=== TEXTO PARA LEER ===
____________________

El otro Papa Facundo Ponce de León


Fuerte y frágil, ambas al mismo tiempo, son las acciones genuinamente humildes. El gesto más claro de humildad en lo que va del siglo XXI lo dio Joseph Ratzinger al renunciar al Papado. Hay que tener mucho valor para despojarse del poder que da ser el sucesor de Pedro.
Puede parece una columna sobre religión, pero no lo es. Ayer se cumplió un año de la renuncia de Benedicto XVI. Luego de ocho años como Papa, y con una salud estable a pesar de los años, tomó una decisión que dejó boquiabierto a los creyentes y a los ateos. Para los católicos, era inconcebible que un Papa marcado por lo tradicional, la conservación del mensaje eclesial, el enfrentamiento contra el mundo actual de consumo y placer, el estudio rigurosos de las fuentes… era inconcebible decía, que un Papa de ese talante tomara una decisión que rompía con 600 años de funcionamiento de la Iglesia, donde ningún Papa había renunciado.
A los no creyentes y a los que ven con malos ojos la institución de la Iglesia, Ratzinger les mostró que tanto la organización como él, eran más abiertos al cambio de lo que sus detractores piensan. Aquello que para muchos es asfixiante: el canon, el rito, los mandamientos, el continuo examen de conciencia, la plegaria… fue la fuente desde donde surgió la transformación. Aquel hombre que parecía el menos proclive a transformar algo, fue quien revolucionó la Iglesia del siglo XXI, permitiendo la llegada del primer Papa americano en toda la historia.
Benedicto XVI asumió sin el aura de bondad que rodeaba a Juan Pablo II. Asociado además con el pensamiento más conservador de la Iglesia, y con el estigma de alemán que creció junto al nazismo, Ratzinger vivió su papado en una atmósfera general de frialdad y desconfianza. La apelación a un posible pasado nazi de Ratzinger ocupó los primeros meses. Pero la historia era clara: siendo seminarista, con 16 años, fue obligado por el Estado a formar parte del cuerpo de auxiliares de la defensa aérea alemana. Su padre lo habría enviado al Seminario para evitar que lo reclutaran las Juventudes Hitlerianas, algo que se volvió imposible a partir de 1941, tanto para él como para su hermano. En 1944 logró salir del grupo para siempre y seguir el camino religioso, que era el único camino que él había elegido.

____________________

=== DATOS MOSTRADOS ===
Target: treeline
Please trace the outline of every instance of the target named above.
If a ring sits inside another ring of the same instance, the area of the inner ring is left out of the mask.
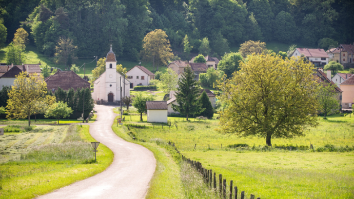
[[[191,52],[198,52],[207,37],[219,55],[224,53],[225,41],[230,46],[251,39],[311,47],[327,37],[340,43],[354,42],[354,27],[349,25],[354,18],[350,0],[8,0],[0,4],[7,41],[24,22],[30,40],[48,55],[54,55],[60,38],[66,38],[78,47],[78,56],[105,55],[112,43],[119,56],[139,60],[144,35],[156,29],[166,31],[172,50],[183,52],[188,35]]]

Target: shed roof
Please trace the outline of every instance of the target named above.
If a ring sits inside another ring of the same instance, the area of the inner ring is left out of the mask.
[[[167,101],[146,101],[147,110],[167,110]]]
[[[45,79],[47,88],[53,91],[60,87],[64,90],[72,88],[76,90],[79,88],[90,88],[90,83],[72,71],[58,71]]]

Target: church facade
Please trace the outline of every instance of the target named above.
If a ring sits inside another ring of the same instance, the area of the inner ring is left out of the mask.
[[[130,82],[124,75],[116,71],[117,61],[115,54],[111,48],[106,58],[106,71],[100,77],[93,82],[93,92],[92,98],[97,104],[105,102],[117,102],[122,97],[129,96],[129,85]]]

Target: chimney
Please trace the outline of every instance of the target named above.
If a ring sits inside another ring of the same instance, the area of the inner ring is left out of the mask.
[[[327,70],[327,78],[328,78],[329,81],[332,78],[330,75],[330,70]]]

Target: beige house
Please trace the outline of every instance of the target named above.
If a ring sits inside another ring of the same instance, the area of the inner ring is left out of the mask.
[[[323,67],[328,64],[329,56],[323,49],[320,48],[297,48],[291,57],[300,57],[303,54],[316,67]]]
[[[354,63],[354,46],[351,44],[341,44],[338,48],[330,49],[326,52],[330,59],[342,64]]]
[[[167,102],[147,101],[148,122],[167,123]]]
[[[130,82],[129,87],[135,86],[148,86],[150,81],[155,78],[155,74],[141,66],[135,66],[127,72],[127,78]]]

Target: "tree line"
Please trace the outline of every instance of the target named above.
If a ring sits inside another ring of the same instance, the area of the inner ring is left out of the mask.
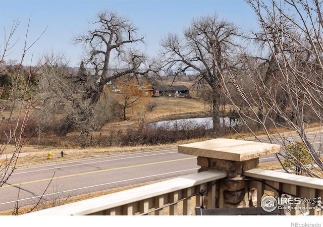
[[[313,146],[306,129],[309,124],[320,125],[323,117],[322,3],[245,2],[259,25],[254,30],[244,31],[216,13],[193,18],[182,33],[166,34],[153,58],[138,48],[138,43],[144,44],[144,36],[127,17],[113,11],[99,12],[90,22],[91,29],[73,38],[86,53],[77,73],[65,56],[55,53],[44,54],[24,73],[21,64],[14,70],[2,54],[3,97],[40,103],[38,132],[63,106],[66,114],[57,127],[57,134],[64,136],[77,129],[91,135],[116,118],[126,119],[129,103],[144,96],[133,93],[128,99],[125,97],[123,103],[115,102],[104,90],[107,83],[118,81],[124,88],[136,83],[143,88],[148,82],[142,78],[161,78],[161,72],[171,68],[179,69],[179,75],[193,69],[198,72],[192,78],[193,87],[203,91],[209,103],[213,127],[208,136],[228,134],[220,119],[225,117],[223,106],[230,105],[243,126],[231,127],[230,132],[249,132],[261,141],[257,132],[264,131],[271,142],[283,141],[286,153],[278,154],[291,160],[298,172],[318,177],[308,163],[315,163],[321,171],[320,146]],[[17,72],[21,76],[8,76]],[[14,79],[9,82],[9,78]],[[144,127],[142,124],[140,132]],[[293,158],[298,149],[288,147],[295,141],[285,135],[286,131],[300,137],[309,160]]]

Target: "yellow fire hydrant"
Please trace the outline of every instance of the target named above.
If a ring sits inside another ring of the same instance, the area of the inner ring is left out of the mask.
[[[51,158],[51,152],[50,151],[48,151],[47,153],[47,159],[50,159],[50,158]]]

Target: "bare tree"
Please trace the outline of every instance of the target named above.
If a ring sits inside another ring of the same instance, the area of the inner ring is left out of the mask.
[[[179,72],[191,68],[198,72],[196,84],[209,91],[215,137],[223,134],[220,117],[221,76],[236,64],[235,49],[242,35],[233,23],[220,20],[216,14],[195,19],[185,29],[183,37],[170,33],[161,42],[165,67]]]
[[[137,29],[127,17],[104,11],[90,24],[93,28],[74,40],[76,44],[83,45],[84,65],[92,69],[94,73],[83,78],[86,81],[84,92],[80,94],[82,102],[74,103],[74,112],[67,116],[59,129],[60,136],[66,135],[80,123],[83,130],[93,130],[88,120],[92,118],[104,85],[125,75],[145,73],[140,67],[144,68],[145,57],[135,46],[143,43],[144,37],[136,37]]]
[[[133,105],[141,97],[145,96],[144,91],[137,85],[137,80],[134,77],[123,77],[118,78],[115,84],[116,88],[119,91],[116,100],[118,104],[123,110],[124,121],[128,120],[126,109],[130,105]]]
[[[0,45],[0,75],[11,72],[11,76],[13,78],[9,94],[7,98],[3,99],[0,106],[0,113],[9,111],[12,113],[14,119],[11,122],[3,120],[0,122],[0,128],[3,132],[0,136],[2,141],[0,156],[6,157],[6,158],[0,159],[0,187],[5,184],[15,169],[16,162],[25,142],[24,130],[31,115],[30,108],[26,105],[26,101],[28,99],[30,103],[32,103],[36,94],[29,85],[32,78],[40,66],[26,67],[23,65],[26,54],[38,40],[31,44],[27,42],[29,24],[30,20],[26,32],[24,45],[22,47],[21,59],[16,66],[10,64],[10,62],[6,62],[6,59],[10,56],[14,46],[17,45],[19,39],[17,36],[17,29],[20,25],[19,21],[14,22],[9,32],[4,29],[4,44]],[[12,71],[13,67],[15,70]],[[0,92],[0,97],[3,91],[3,89]],[[18,99],[19,105],[14,106],[11,104],[12,100]],[[14,107],[14,109],[10,109]],[[9,153],[6,153],[9,150],[12,151]]]
[[[232,83],[252,114],[244,114],[233,102],[256,138],[261,140],[255,133],[254,124],[261,126],[272,142],[281,141],[285,148],[281,156],[293,161],[299,172],[319,177],[317,171],[323,169],[321,146],[313,145],[306,129],[309,123],[320,125],[323,120],[321,4],[315,0],[247,2],[261,27],[254,38],[265,47],[251,59],[244,59],[244,75],[252,81],[253,92],[230,72]],[[264,58],[264,53],[269,57]],[[225,90],[230,97],[229,89]],[[312,159],[308,163],[315,164],[304,164],[294,157],[288,146],[295,141],[284,136],[285,131],[297,133]]]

____________________

=== ENUNCIADO 1 ===
Reproduzca el pasaje del texto sobre la renuncia de Benedicto XVI desde "A los no creyentes" hasta "toda la historia.", sustituyendo "detractores" por "críticos".
=== ENUNCIADO 2 ===
Prolongue el texto sobre la renuncia de Benedicto XVI a partir de su última oración.
Los registros constituyen un material aparte del texto sobre la renuncia de Benedicto XVI.

=== RESPUESTA DEL EJERCICIO 1 ===
A los no creyentes y a los que ven con malos ojos la institución de la Iglesia, Ratzinger les mostró que tanto la organización como él, eran más abiertos al cambio de lo que sus críticos piensan. Aquello que para muchos es asfixiante: el canon, el rito, los mandamientos, el continuo examen de conciencia, la plegaria… fue la fuente desde donde surgió la transformación. Aquel hombre que parecía el menos proclive a transformar algo, fue quien revolucionó la Iglesia del siglo XXI, permitiendo la llegada del primer Papa americano en toda la historia.

=== RESPUESTA DEL EJERCICIO 2 ===
Por alemán, por conservador, por falta de carisma, por comparación con lo que era Juan Pablo II, por no abolir el celibato, por no darle más espacio a las mujeres, por no investigar la curia, por los documentos que filtró el mayordomo (los Vatileaks), Benedicto XVI tenía una lupa encima y los medios de comunicación no le permitían dar un paso en falso. Y él dio el paso que nadie esperaba: dejó libre la silla de San Pedro. No fue el revolucionario, sino quien permitió la posibilidad de revolución.
Entre tanta gente que se “atornilla” a la silla que le tocó (así sea la silla de director, ministro, concejal vecinal, jefe de sección, catedrático grado 5, editor jefe, coordinador general…) y es incapaz de pensar que la silla no le pertenece u otro podría utilizarla mejor, Benedicto XVI dio un gesto de humildad que traspasa la historia de la Iglesia. La humildad es uno de los conceptos que se entiende peor hoy en día. Se le asocia con la debilidad, con la medianía, con el conformismo. Pero no es eso. La humildad necesita de agallas, de contundencia, de saberse perfectible, nunca dueño absoluto de la verdad pero sí de las decisiones que uno toma. Fuerte y frágil, ambas al mismo tiempo, son las acciones genuinamente humildes. El gesto más claro de humildad en lo que va del siglo XXI lo dio Joseph Ratzinger al renunciar al Papado. Hay que tener mucho valor para despojarse del poder que da ser el sucesor de Pedro.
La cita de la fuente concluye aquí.